> Source extract
====

John Makinson, the global CEO of Penguin, was quoted in a Reuters article saying that the post-Christmas period in publishing coming up is “tougher to predict” than “any time that I can remember”. Asked what he sees in the immediate future, Makinson replied “dark clouds”.

Makinson’s concerns reflect one we have written about many times in this space: the rise of powerful ebook vendors who are tech behemoths essentially replacing the network of brick bookstores, many of which were free-standing independents. (This is true in the UK, where Makinson is based, as well as in the US, for which he is also responsible. It will also happen everywhere else.) He made a very cogent point when he said that publishing has been driven more by supply than demand. He was quoted as saying “consumer taste doesn’t actually change all that much but what does change is the availability of books in different channels.”

He’s completely correct. Up until 15 years ago (the dawn of Amazon), only books that were on store shelves had much chance at all to sell. The biggest and most successful publishers today are still the ones which ascended because of their power to put books on those shelves. It is not the publishers’ fault or doing that this is changing.

Longtime industry executive and consultant Joe Esposito wrote a post around the Borders bankruptcy that makes this general point: publishers are part of an ecosystem that is changing in ways they can’t control.

The growth in ebook sales is not an unbroken line pointing up. Industry stats suggest that sales may even have slowed a bit in September compared to August. But this is the time of year when we get the next step-increment change in the publishing reader-supply network. Starting in November, 2007, when Amazon put the Kindle on sale for the first time, the Christmas season has been when the huge leaps in device ebook reader distribution take place. That includes a huge ebook sales day on Christmas itself followed by a couple of months when ebook sales reach new peaks.

This is inevitably accompanied by bad news from the brick book trade. Last year’s first quarter included the bankruptcy filing of Borders. Stores fight hard to keep their doors open through the Christmas season but, with each passing year, if they’re not selling ebook reading devices, they find disappintment more often than salvation.

One bookstore owner I know has been doing a great job; the store held its own despite the overall slide in print. The bookseller told me that this year, through October, sales at the store were down 5%. Not bad. They were down 2% year-on-year last year. They were down 1% year-on-year in 2009. And they had a record year for sales in 2008.

There’s a pattern there. The percentage reduction is doubling each year. When I said, “so you’ll be down 10% next year and 20% the year after that, right?” Bookseller said, “probably.”

====

> Data excerpts
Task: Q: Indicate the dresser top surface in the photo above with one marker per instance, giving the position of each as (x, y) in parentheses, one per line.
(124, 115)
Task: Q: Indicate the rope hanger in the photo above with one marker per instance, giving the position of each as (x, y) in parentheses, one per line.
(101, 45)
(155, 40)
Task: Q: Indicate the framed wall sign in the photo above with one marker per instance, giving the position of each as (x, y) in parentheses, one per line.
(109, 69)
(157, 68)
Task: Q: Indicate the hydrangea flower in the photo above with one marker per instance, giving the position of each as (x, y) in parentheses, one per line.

====

> Task
Repeat word for word the part of the publishing passage that opens with the words containing "He’s completely correct." and closes with "they can’t control.".

> The answer
He’s completely correct. Up until 15 years ago (the dawn of Amazon), only books that were on store shelves had much chance at all to sell. The biggest and most successful publishers today are still the ones which ascended because of their power to put books on those shelves. It is not the publishers’ fault or doing that this is changing.

Longtime industry executive and consultant Joe Esposito wrote a post around the Borders bankruptcy that makes this general point: publishers are part of an ecosystem that is changing in ways they can’t control.